> _TASK REQUIREMENTS_: Write out the records word for word, with no pictures.

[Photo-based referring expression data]
======

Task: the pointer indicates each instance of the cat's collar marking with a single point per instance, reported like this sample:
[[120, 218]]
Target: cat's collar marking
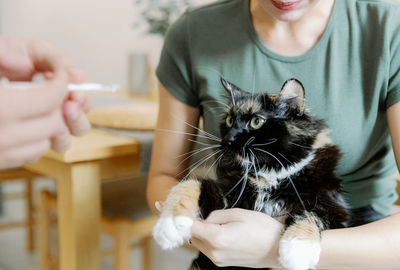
[[273, 177]]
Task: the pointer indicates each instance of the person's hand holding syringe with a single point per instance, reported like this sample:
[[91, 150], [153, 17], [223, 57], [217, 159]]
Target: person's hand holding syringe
[[47, 112]]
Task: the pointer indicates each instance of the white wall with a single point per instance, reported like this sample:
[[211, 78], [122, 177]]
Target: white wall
[[97, 34]]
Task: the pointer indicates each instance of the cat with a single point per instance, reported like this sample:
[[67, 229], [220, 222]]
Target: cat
[[277, 159]]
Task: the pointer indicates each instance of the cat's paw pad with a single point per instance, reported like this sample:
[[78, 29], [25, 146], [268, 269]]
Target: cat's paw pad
[[297, 254], [172, 231]]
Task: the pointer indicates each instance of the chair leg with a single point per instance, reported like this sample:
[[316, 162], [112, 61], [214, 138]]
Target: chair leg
[[44, 230], [29, 215], [122, 247], [147, 253]]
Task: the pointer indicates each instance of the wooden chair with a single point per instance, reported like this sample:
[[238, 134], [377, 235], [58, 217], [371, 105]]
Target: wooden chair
[[125, 216], [20, 174]]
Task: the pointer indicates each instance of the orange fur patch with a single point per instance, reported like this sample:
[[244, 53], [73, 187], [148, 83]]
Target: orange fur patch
[[183, 199], [322, 140], [307, 227]]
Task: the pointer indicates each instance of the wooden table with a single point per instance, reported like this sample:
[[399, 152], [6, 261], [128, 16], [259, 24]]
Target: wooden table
[[78, 172]]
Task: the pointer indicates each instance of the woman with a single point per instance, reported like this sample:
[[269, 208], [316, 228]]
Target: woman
[[347, 55], [41, 118]]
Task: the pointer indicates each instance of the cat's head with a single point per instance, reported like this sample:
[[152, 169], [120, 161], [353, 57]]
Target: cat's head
[[270, 131]]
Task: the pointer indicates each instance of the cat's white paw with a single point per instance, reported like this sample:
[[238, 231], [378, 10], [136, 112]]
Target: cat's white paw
[[298, 254], [172, 231]]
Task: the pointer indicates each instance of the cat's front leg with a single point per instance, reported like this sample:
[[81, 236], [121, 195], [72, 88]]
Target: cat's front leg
[[173, 228], [300, 244]]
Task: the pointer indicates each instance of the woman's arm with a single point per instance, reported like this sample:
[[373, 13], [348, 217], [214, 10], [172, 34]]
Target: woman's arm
[[372, 246], [169, 145]]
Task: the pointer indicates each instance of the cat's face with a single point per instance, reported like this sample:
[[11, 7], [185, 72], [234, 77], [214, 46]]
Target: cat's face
[[269, 131]]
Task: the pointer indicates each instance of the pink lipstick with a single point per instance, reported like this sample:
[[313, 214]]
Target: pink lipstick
[[285, 5]]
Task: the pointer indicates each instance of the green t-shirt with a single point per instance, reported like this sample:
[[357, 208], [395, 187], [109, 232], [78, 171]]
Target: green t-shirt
[[350, 77]]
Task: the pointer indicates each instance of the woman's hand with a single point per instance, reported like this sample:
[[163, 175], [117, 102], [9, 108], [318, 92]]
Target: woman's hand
[[238, 237], [40, 118]]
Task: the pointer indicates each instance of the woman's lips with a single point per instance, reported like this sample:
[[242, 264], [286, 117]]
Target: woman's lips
[[285, 6]]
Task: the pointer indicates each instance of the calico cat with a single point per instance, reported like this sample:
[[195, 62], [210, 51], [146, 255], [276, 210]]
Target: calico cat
[[277, 159]]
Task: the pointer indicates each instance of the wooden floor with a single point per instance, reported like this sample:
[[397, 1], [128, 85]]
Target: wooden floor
[[13, 254]]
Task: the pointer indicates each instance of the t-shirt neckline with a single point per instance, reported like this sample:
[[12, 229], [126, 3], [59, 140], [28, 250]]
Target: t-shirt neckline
[[321, 43]]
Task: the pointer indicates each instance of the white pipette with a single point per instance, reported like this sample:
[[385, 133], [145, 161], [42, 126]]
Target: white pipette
[[71, 86]]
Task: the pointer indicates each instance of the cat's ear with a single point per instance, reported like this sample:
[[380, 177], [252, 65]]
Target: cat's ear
[[232, 89], [293, 94]]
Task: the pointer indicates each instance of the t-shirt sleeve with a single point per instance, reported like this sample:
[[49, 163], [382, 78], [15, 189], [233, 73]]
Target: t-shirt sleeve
[[393, 94], [174, 69]]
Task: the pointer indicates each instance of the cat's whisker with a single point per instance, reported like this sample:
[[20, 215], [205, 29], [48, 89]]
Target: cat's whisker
[[194, 153], [202, 143], [285, 158], [198, 163], [217, 108], [218, 102], [187, 133], [253, 157], [243, 186], [215, 162], [205, 133], [262, 144]]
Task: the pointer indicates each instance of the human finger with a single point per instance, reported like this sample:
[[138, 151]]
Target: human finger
[[61, 142], [76, 75], [204, 230], [41, 128], [76, 119], [33, 102], [18, 156], [45, 57], [82, 98]]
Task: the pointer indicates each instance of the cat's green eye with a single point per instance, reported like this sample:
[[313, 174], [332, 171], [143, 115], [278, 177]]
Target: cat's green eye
[[229, 121], [257, 122]]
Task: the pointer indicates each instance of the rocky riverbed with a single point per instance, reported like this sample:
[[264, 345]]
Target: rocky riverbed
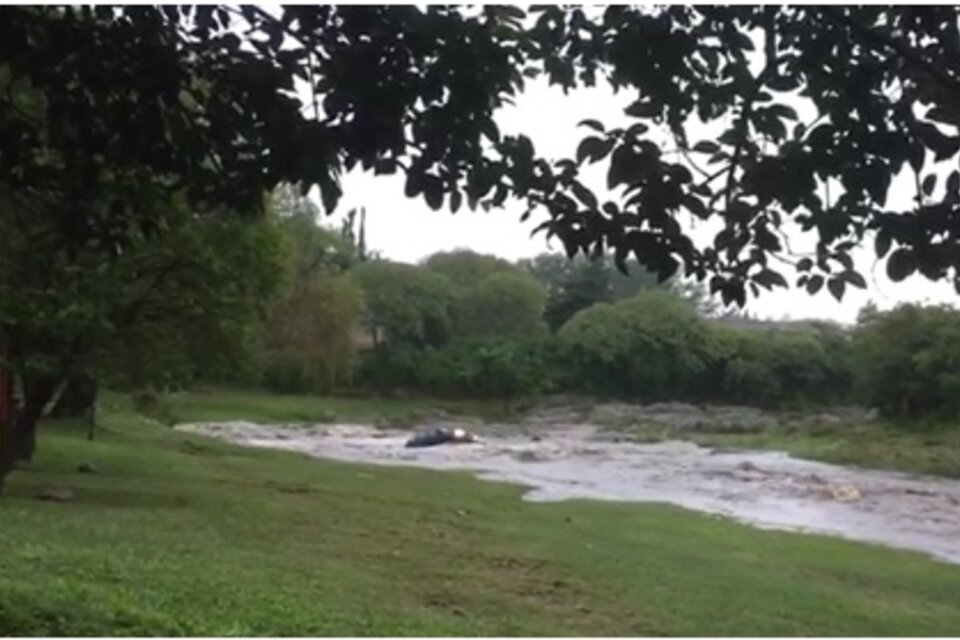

======

> _THE ANSWER_:
Task: the pointer indicates each instance of the cat's collar marking with a single point per instance, reported like this sample:
[[120, 218]]
Target: cat's collar marking
[[273, 177]]
Task: the pointer indicates each instance of the person's hand holding syringe with a single point per instance, reported like this sample:
[[91, 150], [153, 17], [223, 57], [217, 159]]
Target: person's hand holding syringe
[[47, 112]]
Task: the pointer indicates each instance of the white wall with a single point per instance, reported like this sample:
[[211, 78], [122, 177]]
Target: white wall
[[97, 34]]
Task: the pointer indicates each instance of the cat with a single point per instance, reported like this sample:
[[67, 229], [220, 222]]
Target: cat
[[277, 159]]
Task: the pointer indicates each instance of the cat's paw pad with a single point per instance, reported like this sample:
[[78, 29], [25, 146], [268, 269]]
Target: cat's paw pad
[[297, 254], [172, 231]]
Task: the pointer indicates each instance of the chair leg with a single point per instance, reported like this sample:
[[316, 162], [112, 61], [214, 138]]
Target: chair leg
[[44, 230], [29, 215], [122, 247], [147, 253]]
Task: the pointer indicates each instance of the wooden chair with a single point per instance, reported like this sample:
[[238, 134], [377, 235], [58, 217], [371, 105]]
Target: wooden chair
[[125, 216], [20, 174]]
Task: the pointer indicates each instance of the orange fur patch with a single point per instance, reported like this sample:
[[244, 53], [73, 187], [148, 83]]
Target: orange fur patch
[[183, 199], [322, 140], [307, 227]]
Task: the pointer indicates each instance of the wooden table with a single point per instance, reported like this sample:
[[399, 152], [6, 261], [128, 16], [259, 24]]
Target: wooden table
[[78, 172]]
Task: the pointer indicates each instance of the woman with a single point per instance, reported like this sample:
[[269, 208], [316, 228]]
Target: woman
[[347, 55], [41, 118]]
Task: the pointer indicates each instance of the cat's head with a single point per instance, reported like this sample:
[[152, 169], [120, 161], [353, 57]]
Target: cat's head
[[270, 131]]
Task: the pointer indicates each instance of the cat's white paw with a single point per instance, reported like this sample:
[[238, 231], [378, 10], [136, 112]]
Target: cat's white paw
[[298, 254], [172, 231]]
Task: the pointer indicates each instance of the cat's front leg with a single point per instance, reported like this sample:
[[81, 236], [121, 195], [72, 88]]
Target: cat's front leg
[[173, 228], [300, 244]]
Task: the pointer indicates each instance of the woman's arm with a single point per instance, reported like this sample:
[[373, 13], [348, 217], [214, 10], [172, 34]]
Target: woman's arm
[[372, 246], [169, 145]]
Task: the pointer indicates each instance of the cat's face with a single point per instance, reported like this sample:
[[11, 7], [185, 72], [234, 77], [214, 46]]
Target: cat's face
[[269, 131]]
Task: the pointer indicates each instance of the pink lipstick with a single point per instance, reported like this sample:
[[313, 214]]
Target: pink lipstick
[[285, 5]]
Task: the pointer indicates each instance of the green t-shirt with a single point per instance, reported like this sample:
[[357, 208], [395, 187], [109, 232], [78, 171]]
Target: green t-shirt
[[350, 77]]
Task: the pointer indicates each instance of the woman's hand with a single point per instance, reported like this sample:
[[163, 175], [117, 102], [9, 108], [318, 92]]
Target: woman's hand
[[238, 237], [40, 118]]
Task: the pointer indicates each instance of the woman's lips with a single point per instance, reported like this sample:
[[242, 264], [286, 117]]
Target: woman's lips
[[285, 6]]
Task: the pointer indicates each instance of the calico cat with a single point per instance, reported like this sample:
[[195, 62], [210, 51], [146, 255], [276, 210]]
Target: calico cat
[[277, 159]]
Task: the pointer indicates each instance of the wooden floor with a single point per instance, reported like this sample:
[[397, 1], [128, 85]]
Target: wooden floor
[[13, 254]]
Task: the pointer indicates each instance of the t-shirt neckline with a single point per instance, reported like this sample:
[[12, 229], [126, 3], [59, 140], [28, 250]]
Target: t-shirt neckline
[[321, 43]]
Task: the pointer indicates each instance of the white pipette with a single point per instance, reported like this sample:
[[385, 133], [145, 161], [42, 126]]
Target: white pipette
[[71, 86]]
Task: the pointer indicates each instance of the cat's ear with a single point per instance, reported like this sample:
[[380, 177], [252, 65]]
Target: cat's ear
[[232, 89], [293, 94]]
Task: the pointer indicates each instance of the t-shirt sleeve with a single point per instance, reported like this sample:
[[49, 163], [382, 78], [15, 189], [233, 73]]
Target: t-shirt sleeve
[[393, 94], [174, 69]]
Task: the pointer indicates each instance of the cat's whisker with a single point per instance, reported like this sample:
[[20, 215], [205, 29], [48, 89]]
Target: cat's whisker
[[194, 153], [202, 143], [285, 158], [198, 163], [217, 108], [218, 102], [187, 133], [253, 157], [243, 186], [215, 162], [205, 133], [262, 144]]
Task: the pointer indicates each instance of the human finger with a single point per instance, reported like this sample:
[[138, 151]]
Target: human finger
[[61, 142], [76, 75], [204, 230], [41, 128], [76, 119], [33, 102], [18, 156], [45, 57], [82, 98]]
Task: the pointer indicates each instance of the cat's green eye with a single point per instance, reported like this sample:
[[313, 174], [332, 171], [143, 115], [278, 177]]
Target: cat's green eye
[[229, 121], [257, 122]]
Task: the pointer indicates each instance of the rocky riverbed with a single point per instance, reported like this sample:
[[264, 345]]
Target: rocky riverbed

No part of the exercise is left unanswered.